>> begin PROVIDED RECORDS
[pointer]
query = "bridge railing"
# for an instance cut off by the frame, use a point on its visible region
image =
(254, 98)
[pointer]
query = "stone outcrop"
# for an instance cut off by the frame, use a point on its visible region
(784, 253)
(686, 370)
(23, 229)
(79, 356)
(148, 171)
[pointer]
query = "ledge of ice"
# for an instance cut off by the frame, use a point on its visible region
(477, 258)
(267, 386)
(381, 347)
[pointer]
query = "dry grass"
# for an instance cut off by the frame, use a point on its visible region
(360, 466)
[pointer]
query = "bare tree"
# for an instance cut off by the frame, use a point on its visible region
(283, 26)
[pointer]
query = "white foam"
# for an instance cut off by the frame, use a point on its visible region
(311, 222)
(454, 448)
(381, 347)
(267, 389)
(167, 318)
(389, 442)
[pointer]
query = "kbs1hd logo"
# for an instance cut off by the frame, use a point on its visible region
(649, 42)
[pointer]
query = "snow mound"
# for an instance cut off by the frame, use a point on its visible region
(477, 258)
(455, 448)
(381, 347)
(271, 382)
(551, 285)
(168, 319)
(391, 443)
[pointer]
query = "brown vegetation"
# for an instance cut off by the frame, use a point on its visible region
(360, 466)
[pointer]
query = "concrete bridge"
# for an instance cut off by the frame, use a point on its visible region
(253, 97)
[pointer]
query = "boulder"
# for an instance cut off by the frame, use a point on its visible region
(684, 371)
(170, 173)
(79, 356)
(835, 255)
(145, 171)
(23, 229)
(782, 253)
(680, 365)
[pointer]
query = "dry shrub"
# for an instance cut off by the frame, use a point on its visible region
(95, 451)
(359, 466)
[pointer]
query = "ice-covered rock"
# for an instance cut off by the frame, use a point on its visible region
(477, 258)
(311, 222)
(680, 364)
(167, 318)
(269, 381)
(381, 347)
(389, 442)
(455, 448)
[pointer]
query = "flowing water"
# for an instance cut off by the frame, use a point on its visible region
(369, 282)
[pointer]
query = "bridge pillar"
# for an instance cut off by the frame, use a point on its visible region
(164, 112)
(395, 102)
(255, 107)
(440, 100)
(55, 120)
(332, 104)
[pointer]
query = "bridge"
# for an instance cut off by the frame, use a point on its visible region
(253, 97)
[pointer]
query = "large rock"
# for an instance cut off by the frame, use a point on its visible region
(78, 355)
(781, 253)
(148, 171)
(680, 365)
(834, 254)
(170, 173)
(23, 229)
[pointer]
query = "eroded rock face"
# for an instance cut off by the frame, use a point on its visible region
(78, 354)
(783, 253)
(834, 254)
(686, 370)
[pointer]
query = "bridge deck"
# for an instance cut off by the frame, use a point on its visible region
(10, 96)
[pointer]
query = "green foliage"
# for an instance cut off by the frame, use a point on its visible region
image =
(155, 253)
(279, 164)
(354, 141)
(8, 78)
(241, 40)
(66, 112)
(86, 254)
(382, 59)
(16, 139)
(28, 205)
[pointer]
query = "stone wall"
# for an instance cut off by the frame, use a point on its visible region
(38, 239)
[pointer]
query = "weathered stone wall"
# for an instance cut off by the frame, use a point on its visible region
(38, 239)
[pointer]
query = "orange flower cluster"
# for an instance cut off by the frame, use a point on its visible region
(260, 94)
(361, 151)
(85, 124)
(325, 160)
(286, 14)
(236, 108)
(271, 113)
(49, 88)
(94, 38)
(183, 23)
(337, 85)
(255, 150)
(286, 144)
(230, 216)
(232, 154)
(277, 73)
>> end PROVIDED RECORDS
(YOUR GOAL): Every record above should be output exactly.

(SOLVED PROBLEM):
[pointer]
query = "bridge railing"
# for an instance cut off by the frame, use a point on its visible region
image =
(254, 98)
[pointer]
query = "stone outcrop"
# for an instance cut off by the frame, use a point on its visible region
(784, 253)
(686, 370)
(23, 229)
(79, 356)
(148, 171)
[pointer]
query = "ledge of ice"
# for an instance cut off by the frame, use a point on its visible region
(477, 258)
(267, 386)
(381, 347)
[pointer]
query = "dry grass"
# for an instance cut off by the frame, use a point on its visible region
(360, 466)
[pointer]
query = "bare tree"
# for an instance cut off by the frame, use a point on its visible region
(283, 26)
[pointer]
query = "white foam"
# for an instance cut off by the frame, use a point on its visible region
(311, 222)
(454, 448)
(381, 347)
(267, 389)
(167, 318)
(389, 442)
[pointer]
query = "kbs1hd logo"
# for an instance cut off by the frame, use a point on its visible region
(649, 42)
[pointer]
query = "snow mound"
# for an instance cut off by the frame, use a point on its visible region
(477, 258)
(455, 448)
(381, 347)
(271, 382)
(551, 285)
(168, 319)
(391, 443)
[pointer]
query = "brown vegetation"
# for an instance cut off by the frame, use a point on its visible region
(360, 466)
[pointer]
query = "concrete bridge"
# for an instance cut off by the frame, use a point on its visible region
(253, 97)
[pointer]
query = "boulder"
# for an instance cut off by the frame, use a point on its visible region
(684, 371)
(170, 173)
(79, 356)
(835, 255)
(145, 171)
(23, 229)
(782, 253)
(680, 365)
[pointer]
query = "dry shrub"
# for an instance cut off by the frame, use a point on its visible region
(95, 451)
(359, 466)
[pointer]
query = "ice-covered rock"
# for an instance cut off by the frame, use a point on its visible region
(477, 258)
(311, 222)
(680, 364)
(167, 318)
(269, 381)
(381, 347)
(389, 442)
(455, 448)
[pointer]
query = "flowing water"
# for an instance cut off by the frame, use a point on its visible region
(369, 282)
[pointer]
query = "bridge pillar"
# for an instance cut off by the frame, use a point on its visible region
(164, 112)
(395, 102)
(255, 107)
(440, 100)
(55, 120)
(332, 104)
[pointer]
query = "bridge"
# for an instance cut off by the frame, use a point on its visible region
(253, 97)
[pointer]
query = "large rock"
# for an instance cut off by the frame, use a point on its visible region
(78, 355)
(781, 253)
(148, 171)
(680, 365)
(834, 254)
(170, 173)
(23, 229)
[pointer]
query = "eroded rock face"
# for an instance cut off by the frame, use a point on its visible region
(78, 354)
(783, 253)
(834, 254)
(686, 370)
[pointer]
query = "bridge deck"
# for an instance cut off by the frame, use a point on its visible region
(10, 96)
[pointer]
query = "green foliage"
# for an instance cut off by the frame, use a point on its visible region
image =
(155, 253)
(279, 164)
(354, 141)
(8, 78)
(241, 40)
(66, 112)
(86, 254)
(382, 59)
(16, 139)
(28, 205)
[pointer]
query = "stone wall"
# for an instance cut off by the frame, use a point on its visible region
(38, 239)
[pointer]
query = "weathered stone wall"
# for an instance cut off by the frame, use a point on its visible region
(38, 239)
[pointer]
query = "orange flower cluster"
# for an instance cut off by the frame, use a point on its visible region
(260, 94)
(361, 151)
(85, 124)
(325, 160)
(286, 14)
(236, 108)
(271, 113)
(49, 88)
(94, 38)
(183, 23)
(337, 85)
(255, 150)
(286, 144)
(230, 216)
(232, 154)
(277, 73)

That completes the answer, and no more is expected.